■ Excerpt to read:
★ ★ ★ ★

Eric Lander weighs in on gene patenting case
Late last year, the nation’s highest court said it would consider a legal challenge to patents that biotechnology company Myriad Genetics holds on genes linked to risk of breast cancer. Now, Eric Lander -- a leader in the human genome project, a scientific adviser to President Obama, and the head of the Broad Institute in Cambridge -- has weighed in, filing an amicus brief.
The document, carefully described as Lander’s personal view, argues that Utah-based Myriad has patented products of nature, which are ineligible for such protection. The patents, Lander argues, are an “insurmountable barrier” to studying the DNA, with serious repercussions for medical progress.
Although the brief is filed “in support of neither party,” it is a strong critique of the reasoning that has been used to protect the gene patents that Myriad holds on BRCA1 and BRCA2, breast cancer risk genes for which it sells a diagnostic test. In his brief, Lander proposes a thought experiment, asking the court to consider what would have occurred if such restrictive patents had been taken on HIV.
“The patent holder would have been legally entitled to use his patent to block anyone from observing, characterizing or analyzing the virus by any means whatsoever. Scientists would not have been able to rapidly learn the secrets of this insidious virus; drug developers would not have been able to develop life-saving drugs; technologists would not have been able to develop effective diagnostics; and patients would not have been able to know their HIV status,” Lander wrote. “To their credit, the discoverers of HIV obtained appropriately narrow patents that do not exclude others from observing, characterizing and analyzing naturally occurring HIV.”
To build his argument, Lander gets back to basic biology. The federal Circuit Court, which ruled in favor of Myriad’s patents, had reasoned that the isolated DNA fragments of the human genome patented by Myriad were not products of nature because they required human intervention to be cleaved out of the chromosome.
Lander, however, notes that for three decades, scientists have known that isolated DNA fragments occur naturally. Every time a cell dies, chromosomal DNA is broken into fragments. DNA fragments are found in cells, urine, spit, and stool. They are found in the blood of people with cancer, viral infections, stroke, or trauma -- and even in samples taken from people who exercise excessively. Analyzing such fragments in a pregnant woman’s blood is already used as a prenatal test to flag chromosomal disorders in fetuses. Fragments that contain the exact breast cancer genes on which Myriad holds patents were found in two studies, Lander notes.
He goes on to argue that understanding the genome, such as the risks conferred by a gene, is not an invention, “but rather is more akin to discovery of a law of Nature.”
The Myriad case is due to be heard before the Supreme Court in April. The biotechnology industry argues that if the patents aren’t upheld, such a decision could erode much of the foundation for a wide array of businesses that range from pharmaceutical companies to agricultural companies. Scientific organizations and patient groups have argued that the patents impede research, and even patients’ ability to know their own risks.
Lander suggests that the court could rule carefully on the Myriad case without endangering the broader industry. The court could rule as invalid patents on fragments of the human genome, while allowing patents on DNA obtained through a process that involves reverse- engineering a DNA blueprint from other genetic material that produces proteins.
“Science is the systematic and cumulative study of the natural world,” Lander wrote. “For scientific progress to proceed, scientists must have the ability to study the handiwork of Nature.”

★ ★ ★ ★

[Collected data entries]
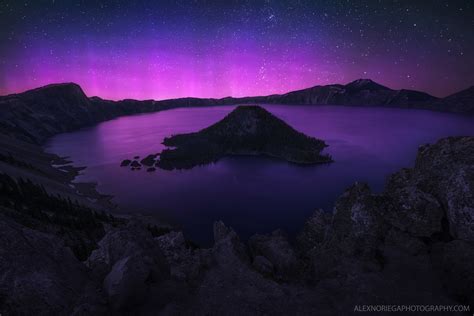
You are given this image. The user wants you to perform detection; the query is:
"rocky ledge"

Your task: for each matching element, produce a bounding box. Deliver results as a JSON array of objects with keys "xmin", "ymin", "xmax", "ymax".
[
  {"xmin": 0, "ymin": 137, "xmax": 474, "ymax": 315},
  {"xmin": 152, "ymin": 106, "xmax": 332, "ymax": 169}
]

★ ★ ★ ★

■ Brief 1:
Answer these about the article on Eric Lander's gene patenting brief:
(a) In which state is Myriad based?
(b) Which two genes do Myriad's patents cover?
(c) In what month is the case due to be heard before the Supreme Court?
■ Brief 2:
Repeat the section of the gene patenting article that begins with the words containing "The Myriad case is" and ends with "that produces proteins.".

■ Your solution 1:
(a) Utah
(b) BRCA1 and BRCA2
(c) April

■ Your solution 2:
The Myriad case is due to be heard before the Supreme Court in April. The biotechnology industry argues that if the patents aren’t upheld, such a decision could erode much of the foundation for a wide array of businesses that range from pharmaceutical companies to agricultural companies. Scientific organizations and patient groups have argued that the patents impede research, and even patients’ ability to know their own risks.
Lander suggests that the court could rule carefully on the Myriad case without endangering the broader industry. The court could rule as invalid patents on fragments of the human genome, while allowing patents on DNA obtained through a process that involves reverse- engineering a DNA blueprint from other genetic material that produces proteins.